- _Brief_: Output the data below exactly, images excluded.

- _Material provided_:

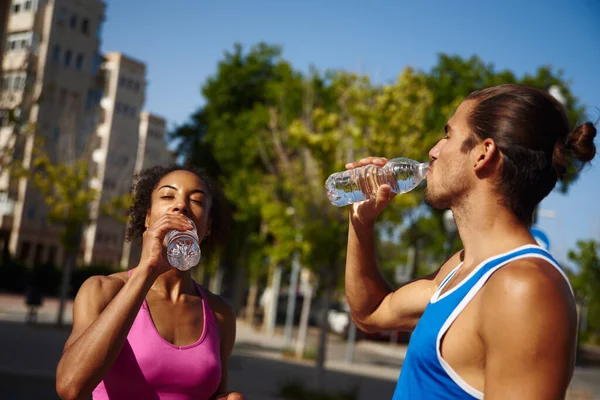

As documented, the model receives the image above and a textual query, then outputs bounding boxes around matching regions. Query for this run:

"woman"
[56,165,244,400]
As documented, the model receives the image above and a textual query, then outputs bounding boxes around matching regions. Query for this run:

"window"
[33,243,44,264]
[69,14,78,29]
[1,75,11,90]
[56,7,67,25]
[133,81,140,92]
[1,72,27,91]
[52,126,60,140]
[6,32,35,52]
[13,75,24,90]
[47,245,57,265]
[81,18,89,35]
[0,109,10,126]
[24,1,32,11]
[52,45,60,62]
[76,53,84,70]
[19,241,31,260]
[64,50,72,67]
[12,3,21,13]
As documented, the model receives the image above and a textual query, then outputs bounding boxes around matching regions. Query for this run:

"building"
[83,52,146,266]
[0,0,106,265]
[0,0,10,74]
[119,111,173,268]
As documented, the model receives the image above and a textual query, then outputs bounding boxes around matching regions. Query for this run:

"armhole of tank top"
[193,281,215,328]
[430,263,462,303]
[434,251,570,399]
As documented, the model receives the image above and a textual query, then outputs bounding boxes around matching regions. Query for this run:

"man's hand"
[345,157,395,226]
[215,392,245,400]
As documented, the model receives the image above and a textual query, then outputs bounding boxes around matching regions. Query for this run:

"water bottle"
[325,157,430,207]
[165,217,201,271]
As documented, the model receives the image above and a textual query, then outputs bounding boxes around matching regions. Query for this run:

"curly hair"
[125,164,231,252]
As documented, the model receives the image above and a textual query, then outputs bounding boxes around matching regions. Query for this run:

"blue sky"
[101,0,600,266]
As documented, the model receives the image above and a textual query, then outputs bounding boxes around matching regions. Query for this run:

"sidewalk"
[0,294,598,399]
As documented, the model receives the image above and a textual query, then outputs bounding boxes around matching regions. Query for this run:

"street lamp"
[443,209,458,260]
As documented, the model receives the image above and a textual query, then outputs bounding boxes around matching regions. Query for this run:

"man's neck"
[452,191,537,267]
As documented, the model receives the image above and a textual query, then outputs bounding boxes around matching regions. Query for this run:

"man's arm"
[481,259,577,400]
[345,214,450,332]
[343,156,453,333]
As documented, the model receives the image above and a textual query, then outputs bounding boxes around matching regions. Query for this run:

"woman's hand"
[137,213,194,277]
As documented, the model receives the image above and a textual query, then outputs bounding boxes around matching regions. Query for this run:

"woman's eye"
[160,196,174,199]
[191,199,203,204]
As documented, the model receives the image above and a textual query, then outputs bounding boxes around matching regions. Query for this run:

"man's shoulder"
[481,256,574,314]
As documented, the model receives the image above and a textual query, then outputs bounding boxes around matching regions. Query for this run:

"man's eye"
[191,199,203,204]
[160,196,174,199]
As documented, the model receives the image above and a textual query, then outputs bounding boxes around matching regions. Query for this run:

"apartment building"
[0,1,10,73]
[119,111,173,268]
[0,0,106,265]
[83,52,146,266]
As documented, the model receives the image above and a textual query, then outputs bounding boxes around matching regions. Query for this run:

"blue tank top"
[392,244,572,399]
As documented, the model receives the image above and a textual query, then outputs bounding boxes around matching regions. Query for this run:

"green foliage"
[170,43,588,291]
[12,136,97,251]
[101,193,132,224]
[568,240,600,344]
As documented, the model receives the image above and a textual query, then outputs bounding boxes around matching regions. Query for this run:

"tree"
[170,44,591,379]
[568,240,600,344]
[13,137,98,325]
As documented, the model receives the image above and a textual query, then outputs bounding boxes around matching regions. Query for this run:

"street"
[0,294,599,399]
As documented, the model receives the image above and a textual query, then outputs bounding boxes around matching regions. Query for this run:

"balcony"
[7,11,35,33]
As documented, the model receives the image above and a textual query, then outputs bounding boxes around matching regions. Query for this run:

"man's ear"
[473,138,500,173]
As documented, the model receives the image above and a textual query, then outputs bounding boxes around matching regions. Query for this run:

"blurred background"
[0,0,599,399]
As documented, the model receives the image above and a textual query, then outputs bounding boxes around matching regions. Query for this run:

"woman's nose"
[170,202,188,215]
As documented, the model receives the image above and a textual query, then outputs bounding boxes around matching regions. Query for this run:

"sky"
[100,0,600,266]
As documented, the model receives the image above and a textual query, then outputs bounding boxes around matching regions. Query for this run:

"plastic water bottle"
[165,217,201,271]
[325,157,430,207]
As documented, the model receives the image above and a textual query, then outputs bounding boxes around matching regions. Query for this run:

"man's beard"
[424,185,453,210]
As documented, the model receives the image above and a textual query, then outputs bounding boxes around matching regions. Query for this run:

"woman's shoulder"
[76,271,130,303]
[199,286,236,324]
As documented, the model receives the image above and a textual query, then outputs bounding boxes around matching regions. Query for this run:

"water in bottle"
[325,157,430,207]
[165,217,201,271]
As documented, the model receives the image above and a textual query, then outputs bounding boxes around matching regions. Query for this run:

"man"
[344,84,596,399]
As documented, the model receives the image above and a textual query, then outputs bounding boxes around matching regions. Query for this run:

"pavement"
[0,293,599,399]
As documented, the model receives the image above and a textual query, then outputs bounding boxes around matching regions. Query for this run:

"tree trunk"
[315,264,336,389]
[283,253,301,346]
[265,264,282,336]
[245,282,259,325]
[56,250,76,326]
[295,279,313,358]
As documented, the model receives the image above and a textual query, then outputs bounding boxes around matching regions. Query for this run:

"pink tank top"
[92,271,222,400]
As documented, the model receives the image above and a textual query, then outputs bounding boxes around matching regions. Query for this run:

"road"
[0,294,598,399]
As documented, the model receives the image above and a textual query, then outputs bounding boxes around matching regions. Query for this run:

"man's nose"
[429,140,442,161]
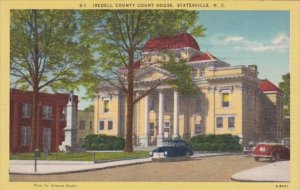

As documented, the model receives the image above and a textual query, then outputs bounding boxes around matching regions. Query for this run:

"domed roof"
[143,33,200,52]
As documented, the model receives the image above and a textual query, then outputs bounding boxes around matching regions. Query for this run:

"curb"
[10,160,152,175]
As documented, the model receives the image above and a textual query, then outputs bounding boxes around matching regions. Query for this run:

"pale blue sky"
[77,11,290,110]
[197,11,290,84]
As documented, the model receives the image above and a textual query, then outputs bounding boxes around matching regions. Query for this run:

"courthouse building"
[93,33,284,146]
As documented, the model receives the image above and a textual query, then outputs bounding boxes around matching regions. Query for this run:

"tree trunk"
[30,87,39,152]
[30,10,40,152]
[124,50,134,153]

- _Answer space_:
As documented, the model receives the image above and a textual query, then outputs bounding boxes around matching regions. Query for this run:

"woman"
[56,165,244,400]
As documented, the model receives the image above and a textual query, then outputs bounding boxes around matching regions. Query for this run:

"window"
[33,243,44,264]
[69,14,78,29]
[1,75,11,90]
[56,7,67,25]
[133,81,140,92]
[1,72,27,91]
[52,126,60,140]
[6,32,35,52]
[13,75,24,90]
[47,245,57,265]
[81,18,89,35]
[0,109,10,126]
[24,1,32,11]
[52,45,60,62]
[76,53,84,70]
[19,241,31,260]
[64,50,72,67]
[12,3,21,13]
As documented, the model receives the image above and a textual query, then outputs bounding boxes around matching regions. Query for this run:

"building"
[83,52,146,266]
[0,0,106,265]
[0,0,10,74]
[119,111,173,268]
As documented, the model receives the image above and a textual query, then outputs bounding boxes around matching regions. Query for this run:

"armhole of tank top"
[193,281,215,328]
[430,263,462,303]
[434,251,570,399]
As documented, the model receives the image above and a textual query, then outputs bounding boxes around matching regions. Query for this run:

"man's hand"
[345,157,395,226]
[215,392,245,400]
As documented, the model receives the image above and a textual query, then outputs bounding boxes around matching regions. Query for this run:

"water bottle"
[325,157,430,207]
[165,217,201,271]
As documented, the model receives the image above and a textual query, then outputs bounding boxes around matching regions. Query for this run:

"curly hair"
[125,164,231,252]
As documented, the model receives the image above and a textual query, then outputs bounding boxes around matching regions. Query for this run:

"blue sky"
[101,0,600,266]
As documented, the model receives the image above and a textual query, then outputs bounding boxes around matching regions. Query for this run:

"sidewalk"
[0,294,598,399]
As documented, the model receives the image above and a textual query, then outputs bounding boxes around matching regions. Query for this run:

"street lamp"
[443,209,458,260]
As documented, the model receives the image above and a textual query, then outputs bounding boxes around matching regions. Query for this run:

"man's neck"
[452,191,537,267]
As documented, the model receives the image above and a textual query, then outputs bounding boxes around matching regions. Query for this run:

"man's arm"
[481,259,577,400]
[345,214,450,332]
[343,156,453,333]
As documented, the model receives the image above and a textual query, then outputs bounding boxes around matching regions. Query for this run:

"woman's hand"
[137,213,194,277]
As documented, the model receives the image above and a textual query, then outputs bounding boxes around matching regions. Query for this run:

"woman's eye"
[160,196,174,199]
[191,199,203,204]
As documented, the model receives the image above and a textual query, then outputs bounding boxes around matching regions. Query for this run:

"man's shoulder"
[481,256,574,314]
As documented, the model receives the image above and a textual query, then outputs bounding boxes around matching regions. Query for this run:

"man's eye"
[191,199,203,204]
[160,196,174,199]
As documented, the model receives the image above and a textual query, then outputs bounding boxes around matching regions. Query for this run:

"apartment building"
[0,1,10,73]
[119,111,173,268]
[0,0,106,265]
[83,52,146,266]
As documented, the model receives the image above and a textual query, then outputs bounding boxes around matching regions. Query for this run:

"blue tank top"
[392,244,572,399]
As documented, the model receives the image above and a textual query, then outputs bounding boxes around matching regions. Query for this run:

"green foliage"
[170,43,588,291]
[12,136,97,251]
[101,193,132,224]
[568,240,600,344]
As documented, the model receives the image above and a textual query, then outputs bounding boxes around matching regions. Query for this run:

"tree"
[170,44,591,379]
[568,240,600,344]
[13,137,98,325]
As documented, the model receives the image above and a textual query, then outputs bounding boxes around matching regions. Query for this run:

"street"
[0,294,599,399]
As documented, the model receives the image above and a textual query, then outputs bounding boxes around matching regions. Query for this run:

"balcony"
[7,11,35,33]
As documented, the model receives the image above and a textual query, then outputs bounding boxes around matching regions. Query for this run:

"man's ear"
[473,138,500,173]
As documented, the model receives the image above and a textual query, then outputs bounding boxes around matching regions. Query for this run:

"blurred background"
[0,0,599,399]
As documented, the model receives the image above and a textual query, then outputs bounding boxes around matching regions. Query for this run:

"woman's nose"
[170,202,188,215]
As documented, the model receives the image above and a textual query, then outputs bounding boxes around matching regions. Query for this run:

"sky"
[100,0,600,266]
As documented, the model receives the image above and a textual query, then outputs bounding boxes around matching regions. Query for this run:

"plastic water bottle"
[165,217,201,271]
[325,157,430,207]
As documented, the model receives the image above and a textual query, then outputs bounding boxes around matching regions. Query for this run:

"man's beard"
[424,185,453,210]
As documented, the model receives the image above and a textual query, then outputs bounding boxes around matching regions. Query for this run:

"woman's shoulder"
[76,271,130,303]
[199,286,236,324]
As documented, the model receives the image above and a textual query, then outputs bounding boxes around matching regions. Query for this run:

"water in bottle"
[325,157,430,207]
[165,217,201,271]
As documented, the model receives the image above and a textual query, then outputs bounding boxes around matching regions. Query for this run:

"man"
[344,84,596,399]
As documented, the model receives the image above and a textual query, then outputs bounding boxes around matching regions. Query for this run:

"pavement"
[0,293,599,399]
As documented, the model receives the image above and a textual query, then outputs bounding boxes around matching regions. Query for this run:

"tree trunk"
[315,264,336,389]
[283,253,301,346]
[265,264,282,336]
[245,282,259,325]
[56,250,76,326]
[295,279,313,358]
As documented, the model receives the image above and a textual query, then outputs bounding boxes around matching regions. Query for this run:

"pink tank top"
[92,271,222,400]
As documented, the model receives the image above and a textual query, then outputs bounding boxes around matching regions. Query for this run:

"road"
[0,294,598,399]
As documented, the model receives the image above and a textual query, then outputs bounding boxes around matching regions. Query for this run:

"man's nose"
[429,140,442,161]

As documented, the model receives the image above and a textual query, then outputs bounding boxes around matching regions. Query for this run:

"domed roof"
[143,33,200,52]
As documented, the model receives the image above and a textual query, then outputs bounding boxes around matching regions. Query for this run:

"curb"
[10,160,152,175]
As documented, the model receives the image above and a textual query, then outputs bounding boxes around matching regions. Query for this run:

"pale blue sky"
[77,11,290,110]
[197,11,290,84]
As documented, the model receives the image above and a textual query, then outputs bounding boxes around matching regions. Query for this run:

"courthouse building"
[93,33,284,146]
As documented, the model receives the image above and a textual query, then outputs bounding boxes around matching regions. Query for this run:

"tree trunk"
[30,87,39,152]
[30,10,40,152]
[124,50,134,153]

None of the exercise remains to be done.